--- Start DOCUMENT ---
Congratulations on your purchase of a hopeless project car, be it a crapcan racer or some other monstrosity that "ran when parked." Here are the tools you need to source to keep it from becoming a permanent piece of landscape art — especially if you don't usually do this sort of thing.
If there's one thing I've learned from having to replace the original 944 with a completely new one (bought out of the comments section here, no less), it's that my first step for doing things on the car that I've never done before is going to sound a lot like my standard advice to old people with simple computer problems. Read the freakin' manual, or Google it if the manual is no help.
There are usually people online who've had to fix the same issue and have done this before — especially if you've got a fairly common hooptie that's at least several years old. Someone, somewhere is trying to get it running. Less common and less performance-oriented marques may have less information out there, but it's always worth a shot. If all else fails, someone's probably at least complaining about their Daewoo's noises online, which is better than nothing.
So, here are the things I would gather, keep around and/or source to fumble through working on a car.
Prepare to climb around every inch of your crapbox. Every. Single. Inch.
--- End DOCUMENT ---
--- Start DATASET EXCERPTS ---
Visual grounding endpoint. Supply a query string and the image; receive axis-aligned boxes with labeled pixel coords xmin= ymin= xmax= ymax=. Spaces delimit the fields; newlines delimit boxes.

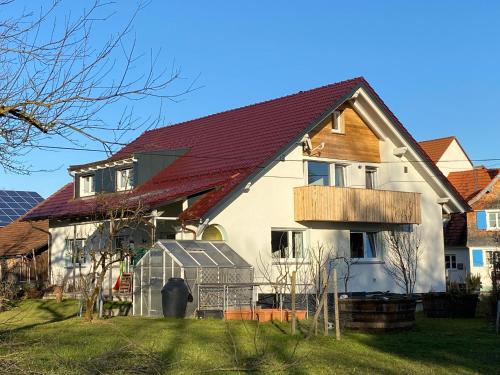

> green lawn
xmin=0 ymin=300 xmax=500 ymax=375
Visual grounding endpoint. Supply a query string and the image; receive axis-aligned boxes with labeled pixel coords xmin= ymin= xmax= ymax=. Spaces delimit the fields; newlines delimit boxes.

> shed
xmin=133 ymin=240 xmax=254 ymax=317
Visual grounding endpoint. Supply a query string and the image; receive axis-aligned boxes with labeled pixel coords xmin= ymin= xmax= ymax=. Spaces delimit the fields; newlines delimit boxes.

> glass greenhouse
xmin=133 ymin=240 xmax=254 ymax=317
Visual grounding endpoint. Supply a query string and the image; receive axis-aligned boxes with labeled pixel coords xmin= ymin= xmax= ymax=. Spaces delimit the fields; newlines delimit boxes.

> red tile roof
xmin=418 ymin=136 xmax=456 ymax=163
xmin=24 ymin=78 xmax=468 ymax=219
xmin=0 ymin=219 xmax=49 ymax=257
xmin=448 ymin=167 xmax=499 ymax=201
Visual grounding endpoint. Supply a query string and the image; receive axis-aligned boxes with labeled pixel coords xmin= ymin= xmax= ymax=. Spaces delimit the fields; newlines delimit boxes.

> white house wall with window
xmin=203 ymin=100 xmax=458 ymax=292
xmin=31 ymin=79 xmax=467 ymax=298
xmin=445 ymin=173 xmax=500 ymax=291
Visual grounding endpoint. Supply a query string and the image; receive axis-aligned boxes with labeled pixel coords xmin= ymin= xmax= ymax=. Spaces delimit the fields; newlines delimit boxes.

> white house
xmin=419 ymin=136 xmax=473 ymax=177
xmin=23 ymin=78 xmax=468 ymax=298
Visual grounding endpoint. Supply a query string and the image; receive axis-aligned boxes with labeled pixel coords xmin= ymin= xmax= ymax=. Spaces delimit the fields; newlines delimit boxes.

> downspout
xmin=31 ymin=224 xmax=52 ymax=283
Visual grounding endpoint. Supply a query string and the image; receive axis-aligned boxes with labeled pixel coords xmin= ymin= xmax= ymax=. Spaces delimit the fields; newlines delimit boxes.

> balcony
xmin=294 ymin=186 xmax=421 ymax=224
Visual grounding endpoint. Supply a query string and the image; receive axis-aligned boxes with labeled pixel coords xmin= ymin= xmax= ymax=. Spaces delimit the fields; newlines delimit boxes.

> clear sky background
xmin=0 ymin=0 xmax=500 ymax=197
--- End DATASET EXCERPTS ---
--- Start DATASET EXCERPTS ---
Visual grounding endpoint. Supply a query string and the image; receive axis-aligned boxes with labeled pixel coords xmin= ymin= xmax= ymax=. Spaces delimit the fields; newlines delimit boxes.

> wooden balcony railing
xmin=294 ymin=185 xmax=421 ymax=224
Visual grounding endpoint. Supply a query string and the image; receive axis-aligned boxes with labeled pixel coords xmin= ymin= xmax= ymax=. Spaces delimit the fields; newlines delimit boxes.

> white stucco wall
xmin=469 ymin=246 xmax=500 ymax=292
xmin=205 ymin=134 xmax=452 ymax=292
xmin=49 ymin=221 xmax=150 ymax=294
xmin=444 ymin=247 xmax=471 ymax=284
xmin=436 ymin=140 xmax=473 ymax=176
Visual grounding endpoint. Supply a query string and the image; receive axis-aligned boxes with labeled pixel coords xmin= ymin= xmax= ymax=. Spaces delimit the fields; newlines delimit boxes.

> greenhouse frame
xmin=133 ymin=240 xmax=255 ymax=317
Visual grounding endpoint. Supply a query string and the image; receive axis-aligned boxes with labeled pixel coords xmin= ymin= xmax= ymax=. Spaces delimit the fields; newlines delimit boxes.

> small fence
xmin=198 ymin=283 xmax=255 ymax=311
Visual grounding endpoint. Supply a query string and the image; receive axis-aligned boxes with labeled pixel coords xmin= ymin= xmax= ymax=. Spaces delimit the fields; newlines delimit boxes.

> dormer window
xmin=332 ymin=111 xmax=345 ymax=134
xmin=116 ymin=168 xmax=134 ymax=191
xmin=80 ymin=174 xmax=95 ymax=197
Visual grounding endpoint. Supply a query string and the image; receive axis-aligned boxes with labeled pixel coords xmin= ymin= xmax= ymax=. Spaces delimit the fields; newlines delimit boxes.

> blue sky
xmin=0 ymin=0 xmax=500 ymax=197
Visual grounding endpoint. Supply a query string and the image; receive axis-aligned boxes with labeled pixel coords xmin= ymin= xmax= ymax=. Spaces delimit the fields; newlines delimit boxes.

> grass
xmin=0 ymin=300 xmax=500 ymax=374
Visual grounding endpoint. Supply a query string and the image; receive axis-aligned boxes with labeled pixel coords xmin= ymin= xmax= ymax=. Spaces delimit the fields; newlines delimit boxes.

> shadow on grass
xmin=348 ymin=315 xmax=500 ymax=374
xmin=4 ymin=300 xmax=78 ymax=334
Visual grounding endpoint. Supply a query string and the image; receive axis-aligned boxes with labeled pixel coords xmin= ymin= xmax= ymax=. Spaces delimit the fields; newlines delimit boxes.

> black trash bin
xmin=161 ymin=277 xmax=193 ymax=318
--- End DATASET EXCERPTS ---
PROBLEM STATEMENT:
Please rewrite everything from "If there's one" down to "better than nothing." in the project car article, with "handbook" in place of "manual" each time it appears.

RESULT OF THIS TASK:
If there's one thing I've learned from having to replace the original 944 with a completely new one (bought out of the comments section here, no less), it's that my first step for doing things on the car that I've never done before is going to sound a lot like my standard advice to old people with simple computer problems. Read the freakin' handbook, or Google it if the handbook is no help.
There are usually people online who've had to fix the same issue and have done this before — especially if you've got a fairly common hooptie that's at least several years old. Someone, somewhere is trying to get it running. Less common and less performance-oriented marques may have less information out there, but it's always worth a shot. If all else fails, someone's probably at least complaining about their Daewoo's noises online, which is better than nothing.